REQUIRED TASK: Repeat the lines below word for word, from the line with "the stone masonry?" to the line with "78 187 L 100", including both of those lines.

SUPPLIED DATA:
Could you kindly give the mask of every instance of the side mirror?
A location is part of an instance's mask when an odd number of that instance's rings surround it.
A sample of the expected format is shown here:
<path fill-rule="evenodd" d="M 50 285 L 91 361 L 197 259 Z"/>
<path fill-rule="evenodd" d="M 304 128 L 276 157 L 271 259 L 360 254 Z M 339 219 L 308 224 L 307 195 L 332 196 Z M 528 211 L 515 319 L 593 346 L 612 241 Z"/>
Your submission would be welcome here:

==

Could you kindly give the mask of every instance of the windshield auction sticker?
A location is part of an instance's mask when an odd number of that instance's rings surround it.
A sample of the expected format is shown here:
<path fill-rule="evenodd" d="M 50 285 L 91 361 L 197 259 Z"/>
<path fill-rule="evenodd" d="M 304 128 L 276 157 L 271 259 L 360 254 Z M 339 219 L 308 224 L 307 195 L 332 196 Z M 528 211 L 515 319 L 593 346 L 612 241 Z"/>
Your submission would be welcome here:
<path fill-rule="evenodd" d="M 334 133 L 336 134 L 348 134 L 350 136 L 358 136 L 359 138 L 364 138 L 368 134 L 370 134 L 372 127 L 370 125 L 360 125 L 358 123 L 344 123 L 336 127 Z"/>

...

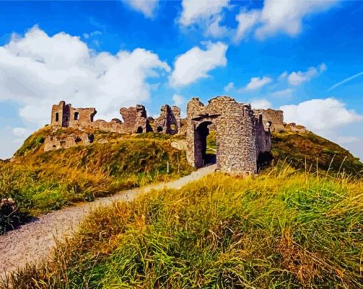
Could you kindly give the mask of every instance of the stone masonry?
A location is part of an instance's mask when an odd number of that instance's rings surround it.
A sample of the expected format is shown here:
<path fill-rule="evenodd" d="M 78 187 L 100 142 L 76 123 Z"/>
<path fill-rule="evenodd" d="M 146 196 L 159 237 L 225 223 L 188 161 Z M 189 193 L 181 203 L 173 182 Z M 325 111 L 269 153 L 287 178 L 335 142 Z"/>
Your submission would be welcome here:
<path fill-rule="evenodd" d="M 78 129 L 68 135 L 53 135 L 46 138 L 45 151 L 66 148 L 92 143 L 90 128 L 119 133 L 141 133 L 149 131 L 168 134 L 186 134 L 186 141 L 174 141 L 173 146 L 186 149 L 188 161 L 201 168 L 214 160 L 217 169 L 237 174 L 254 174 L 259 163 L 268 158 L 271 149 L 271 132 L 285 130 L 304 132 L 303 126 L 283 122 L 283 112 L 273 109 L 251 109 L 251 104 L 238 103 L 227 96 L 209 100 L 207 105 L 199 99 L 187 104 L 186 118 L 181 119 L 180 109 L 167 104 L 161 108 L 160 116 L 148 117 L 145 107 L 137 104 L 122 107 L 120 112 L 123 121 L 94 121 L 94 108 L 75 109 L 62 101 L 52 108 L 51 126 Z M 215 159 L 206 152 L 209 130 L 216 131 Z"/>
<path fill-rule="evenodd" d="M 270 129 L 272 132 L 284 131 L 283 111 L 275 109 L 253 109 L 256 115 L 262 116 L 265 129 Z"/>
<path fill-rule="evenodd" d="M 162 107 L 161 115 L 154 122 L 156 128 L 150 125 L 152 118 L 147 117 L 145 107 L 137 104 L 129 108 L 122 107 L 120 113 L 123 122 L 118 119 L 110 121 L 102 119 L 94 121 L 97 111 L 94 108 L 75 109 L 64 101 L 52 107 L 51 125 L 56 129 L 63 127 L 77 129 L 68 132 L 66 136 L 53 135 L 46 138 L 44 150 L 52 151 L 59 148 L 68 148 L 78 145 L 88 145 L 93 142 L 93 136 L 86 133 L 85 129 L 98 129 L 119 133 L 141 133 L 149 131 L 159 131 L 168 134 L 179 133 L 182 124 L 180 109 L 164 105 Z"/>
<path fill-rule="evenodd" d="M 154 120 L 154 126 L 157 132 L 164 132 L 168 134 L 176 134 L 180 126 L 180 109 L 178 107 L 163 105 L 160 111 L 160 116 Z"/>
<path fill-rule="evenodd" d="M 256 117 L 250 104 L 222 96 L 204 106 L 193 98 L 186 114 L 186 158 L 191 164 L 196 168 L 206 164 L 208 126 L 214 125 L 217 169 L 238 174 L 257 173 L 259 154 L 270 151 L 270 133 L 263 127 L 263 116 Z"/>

OUTPUT FOR THIS EXERCISE:
Could you kindly give the mask of every instance of the stone masonry?
A location is part of an instance's mask when an odd number of that instance's rings surround it.
A sample of the expected format is shown here:
<path fill-rule="evenodd" d="M 78 187 L 100 142 L 76 123 Z"/>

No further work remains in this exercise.